PROBLEMS TO SOLVE —
- a) Rewrite the stretch of the commentary on Kornelios and Peter from "The King James" through "late Greek manuscripts.", swapping "King James Version" for "KJV".
- b) Pull out every line of the entries that contains the string "with", treating uppercase and lowercase as different.

The King James Version has a line inserted at the end of the dialogue in this verse, “he shall tell thee what thou oughtest to do”, which appears in only some Latin and a very small number of late Greek manuscripts.
7 And as the messenger [or angel, since here in a vision the inference is certainly that is is a supernatural event, for it is daytime and Kornelios is wide awake] speaking to him departed, he called two of the household servants, and a pious soldier of those who were with him constantly. 8 And explaining all to them he sent them to Ioppa.
Like the Samaritans who were preached to by Christ, Kornelios, excepting that Romans were not circumcised, certainly fits the description of a “lost” Israelite given in Isaiah 56: From Isaiah 56:3-8: “3 Neither let the son of the stranger [or estranged one, referring to the estranged Israelites who were deported by the Assyrians], that hath joined himself to the LORD, speak, saying, The LORD hath utterly separated me from his people [the estranged ones must be His people in the first place, since Israel was already separated from all peoples]: neither let the eunuch [another way of referring to an estranged Israelite] say, Behold, I am a dry tree. 4 For thus saith the LORD unto the eunuchs that keep my sabbaths [the Sabbaths were given only to Israel], and choose the things that please me, and take hold of my covenant; 5 Even unto them will I give in mine house and within my walls a place and a name better than of sons and of daughters: I will give them an everlasting name, that shall not be cut off. 6 Also the sons of the stranger [estranged one] that join themselves to the LORD, to serve him, and to love the name of the LORD, to be his servants, every one that keepeth the sabbath from polluting it, and taketh hold of my covenant; 7 Even them will I bring to my holy mountain, and make them joyful in my house of prayer: their burnt offerings and their sacrifices shall be accepted upon mine altar; for mine house shall be called an house of prayer for all people. 8 The Lord GOD which gathereth the outcasts of Israel saith, Yet will I gather others to him, beside those that are gathered unto him.” Here is the beginning of the fulfillment of Isaiah 56: that the circumcised were being gathered to Christ, and now the outcasts are also going to be gathered: Kornelios being an uncircumcised Roman, was the son of the estranged ones, who according to this passage must have been Israel in the first place.
Peter's vision was precipitated by the vision of Kornelios, and one vision could not be effective without the other. These visions had to be presented to each of these men in concert in order to put the men together, because neither of them would have been persuaded without such a vision of his own.
9 Then on the next day, upon their traveling and approaching the city, Petros went up upon the roof about the sixth hour to pray.

WORKING DATA —
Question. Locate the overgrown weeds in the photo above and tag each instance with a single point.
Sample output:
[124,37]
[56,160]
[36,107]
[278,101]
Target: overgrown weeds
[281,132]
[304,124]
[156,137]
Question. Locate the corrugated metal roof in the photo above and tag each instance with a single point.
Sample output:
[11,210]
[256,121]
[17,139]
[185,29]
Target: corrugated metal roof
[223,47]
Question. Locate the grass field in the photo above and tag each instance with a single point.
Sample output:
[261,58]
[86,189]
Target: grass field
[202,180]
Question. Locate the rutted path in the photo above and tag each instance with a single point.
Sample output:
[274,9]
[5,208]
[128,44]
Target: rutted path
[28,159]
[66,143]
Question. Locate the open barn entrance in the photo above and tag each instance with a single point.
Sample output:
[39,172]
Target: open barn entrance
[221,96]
---
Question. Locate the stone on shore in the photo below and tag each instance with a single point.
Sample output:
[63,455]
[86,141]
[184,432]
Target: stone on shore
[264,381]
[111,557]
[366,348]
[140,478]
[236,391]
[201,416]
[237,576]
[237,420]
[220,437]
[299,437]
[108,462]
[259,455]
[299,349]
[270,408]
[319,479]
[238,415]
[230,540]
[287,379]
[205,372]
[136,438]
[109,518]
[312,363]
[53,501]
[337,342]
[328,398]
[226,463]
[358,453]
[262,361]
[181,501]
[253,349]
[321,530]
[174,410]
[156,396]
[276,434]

FINAL RESULTS —
- a)
The KJV has a line inserted at the end of the dialogue in this verse, “he shall tell thee what thou oughtest to do”, which appears in only some Latin and a very small number of late Greek manuscripts.

- b)
Question. Locate the overgrown weeds in the photo above and tag each instance with a single point.
Question. Locate the corrugated metal roof in the photo above and tag each instance with a single point.
Question. Locate the grass field in the photo above and tag each instance with a single point.
Question. Locate the rutted path in the photo above and tag each instance with a single point.
Question. Locate the open barn entrance in the photo above and tag each instance with a single point.
Question. Locate the stone on shore in the photo below and tag each instance with a single point.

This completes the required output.